» Required action
Everything from the first line of the records below through the line containing "Where can you spot the boulder" is to be retyped exactly; leave out the rest.

━━━━━ Exercise data

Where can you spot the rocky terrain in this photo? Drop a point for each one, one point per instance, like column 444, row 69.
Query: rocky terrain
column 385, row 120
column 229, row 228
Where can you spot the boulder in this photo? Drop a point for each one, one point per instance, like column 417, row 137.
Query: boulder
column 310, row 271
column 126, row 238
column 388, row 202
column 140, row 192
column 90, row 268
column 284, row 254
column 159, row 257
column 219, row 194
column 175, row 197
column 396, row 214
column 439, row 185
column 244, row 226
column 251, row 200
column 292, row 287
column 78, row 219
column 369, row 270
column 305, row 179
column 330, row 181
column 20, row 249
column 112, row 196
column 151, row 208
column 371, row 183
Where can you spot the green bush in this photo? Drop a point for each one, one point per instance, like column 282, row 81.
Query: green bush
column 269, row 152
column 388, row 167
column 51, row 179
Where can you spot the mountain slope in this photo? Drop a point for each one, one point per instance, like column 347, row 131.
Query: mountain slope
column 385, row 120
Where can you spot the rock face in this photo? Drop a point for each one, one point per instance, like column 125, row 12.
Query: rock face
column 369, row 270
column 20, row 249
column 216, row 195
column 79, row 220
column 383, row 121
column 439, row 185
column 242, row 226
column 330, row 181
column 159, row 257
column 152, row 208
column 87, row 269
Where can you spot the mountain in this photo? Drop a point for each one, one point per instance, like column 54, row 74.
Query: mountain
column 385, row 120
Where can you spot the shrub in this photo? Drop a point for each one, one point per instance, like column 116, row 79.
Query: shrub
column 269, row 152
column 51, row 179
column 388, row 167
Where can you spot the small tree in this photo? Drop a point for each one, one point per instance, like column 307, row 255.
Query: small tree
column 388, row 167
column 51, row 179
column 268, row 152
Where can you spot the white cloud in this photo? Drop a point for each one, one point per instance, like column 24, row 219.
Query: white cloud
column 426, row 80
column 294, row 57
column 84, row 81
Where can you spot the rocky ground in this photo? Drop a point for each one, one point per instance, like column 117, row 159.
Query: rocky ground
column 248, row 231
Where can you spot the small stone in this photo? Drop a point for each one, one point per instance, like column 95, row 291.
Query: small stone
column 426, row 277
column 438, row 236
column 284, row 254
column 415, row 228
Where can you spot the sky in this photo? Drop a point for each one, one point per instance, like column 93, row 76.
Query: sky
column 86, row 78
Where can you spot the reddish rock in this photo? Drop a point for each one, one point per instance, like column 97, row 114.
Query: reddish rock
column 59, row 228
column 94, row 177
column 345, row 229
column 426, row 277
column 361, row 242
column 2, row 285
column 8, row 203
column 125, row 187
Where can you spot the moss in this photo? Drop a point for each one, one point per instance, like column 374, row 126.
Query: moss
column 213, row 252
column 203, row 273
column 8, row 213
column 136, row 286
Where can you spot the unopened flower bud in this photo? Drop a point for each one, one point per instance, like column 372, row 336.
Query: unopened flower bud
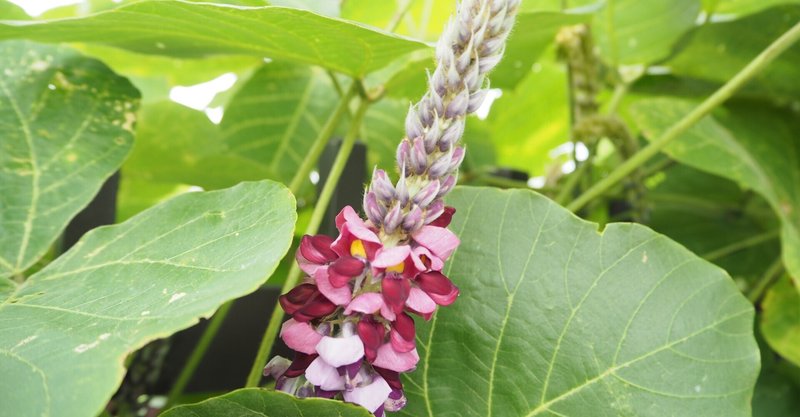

━━━━━━━━━━

» Result for this exercise
Where can you spot the rocky terrain in this photo? Drop a point for each one, one point per instance, like column 444, row 69.
Query: rocky terrain
column 385, row 120
column 229, row 228
Where can you spot the boulder in this photo? Drop a point for each one, one point per instance, like column 417, row 137.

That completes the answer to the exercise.